Arsip Tag: catatan diary

Kisah di Balik Pintu: Menyingkap Rahasia Perempuan

Resensi Ragil Koentjorodjati

Hidup seseorang di luar sana, lewat dalam kesepian, dihantui oleh topeng-topeng manusia lain. Hidup pribadinya lewat dalam keheningan, dihantui oleh topeng diri sendiri.
(Eugene O’Neill)
buku soe tjen marchingSosok perempuan selalu menarik untuk diselisik. Ia seindah debur ombak di permukaan samudera sekaligus menyimpan misteri di bawahnya. Bara ambisi dapat rapi tersembunyi di balik sikap anggun, serapi hasrat seks yang kadang hanya terlihat seperti cahaya pendar. Tidak jarang banyak lelaki terpesona untuk turut mengobarkan setitik bara yang kadang tampak malu-malu tetapi mau. Namun tanpa terduga, perempuan mampu mengatakan “tidak” dengan tersenyum manis sehingga sering kali lelaki lebih percaya pada senyuman itu ketimbang kata “tidak” yang diucapkan. Kerap kali, dalam benak seorang lelaki, perempuan adalah paradoks itu sendiri. Paradoks di mana kata “iya” dapat berarti “tidak” dan kata “tidak” dapat berarti “iya”.
Simak kalimat Sulistina, istri Bung Tomo, pada biografinya yang dikutip Soe Tjen pada bukunya Kisah di Balik Pintu berikut:
Aku digendong dimuka para wartawan dan lampu blits berjepretan mengabadikan peristiwa itu. Aku malu sekali digendong didepan para wartawan…(Soetomo, 1995: 145)

Latihan Singkat 1 ->
Jawablah pertanyaan berikut berdasarkan resensi di atas.
(a) Siapa penulis resensi ini?
(b) Kutipan di bagian awal resensi berasal dari siapa?
(c) Sulistina adalah istri siapa?
Latihan Singkat 2 -> Salin persis bagian resensi di atas, mulai dari "Simak kalimat Sulistina, istri" dan terus sampai "wartawan…(Soetomo, 1995: 145)".
Latihan Singkat 3 ->
Apakah pernyataan berikut sesuai dengan resensi di atas? Jawab ya atau tidak, lalu kutip kata-kata penentunya dari resensi.
(a) Resensi ini ditulis oleh Soe Tjen.
(b) Sulistina adalah istri Bung Tomo.
(c) Menurut resensi, perempuan mampu mengatakan "tidak" sambil tersenyum manis.

Baris Data ->
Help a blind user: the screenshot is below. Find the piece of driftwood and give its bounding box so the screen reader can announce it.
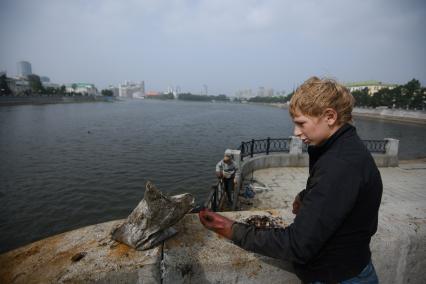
[111,182,194,250]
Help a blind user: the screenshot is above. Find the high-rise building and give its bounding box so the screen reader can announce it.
[40,76,50,83]
[17,61,33,77]
[118,81,145,98]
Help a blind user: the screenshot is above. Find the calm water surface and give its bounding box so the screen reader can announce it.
[0,100,426,251]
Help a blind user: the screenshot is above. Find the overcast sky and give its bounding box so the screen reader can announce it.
[0,0,426,95]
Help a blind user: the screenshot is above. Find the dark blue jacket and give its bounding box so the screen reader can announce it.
[232,124,383,283]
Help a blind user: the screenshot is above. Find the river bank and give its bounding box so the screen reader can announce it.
[264,103,426,124]
[0,95,115,106]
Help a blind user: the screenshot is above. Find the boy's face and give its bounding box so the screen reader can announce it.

Jawaban Tertulis 1 ->
(a) Ragil Koentjorodjati
(b) Eugene O’Neill
(c) Bung Tomo

Jawaban Tertulis 2 ->
Simak kalimat Sulistina, istri Bung Tomo, pada biografinya yang dikutip Soe Tjen pada bukunya Kisah di Balik Pintu berikut:
Aku digendong dimuka para wartawan dan lampu blits berjepretan mengabadikan peristiwa itu. Aku malu sekali digendong didepan para wartawan…(Soetomo, 1995: 145)

Jawaban Tertulis 3 ->
(a) Tidak: "Resensi Ragil Koentjorodjati"
(b) Ya: "Sulistina, istri Bung Tomo"
(c) Ya: "perempuan mampu mengatakan “tidak” dengan tersenyum manis"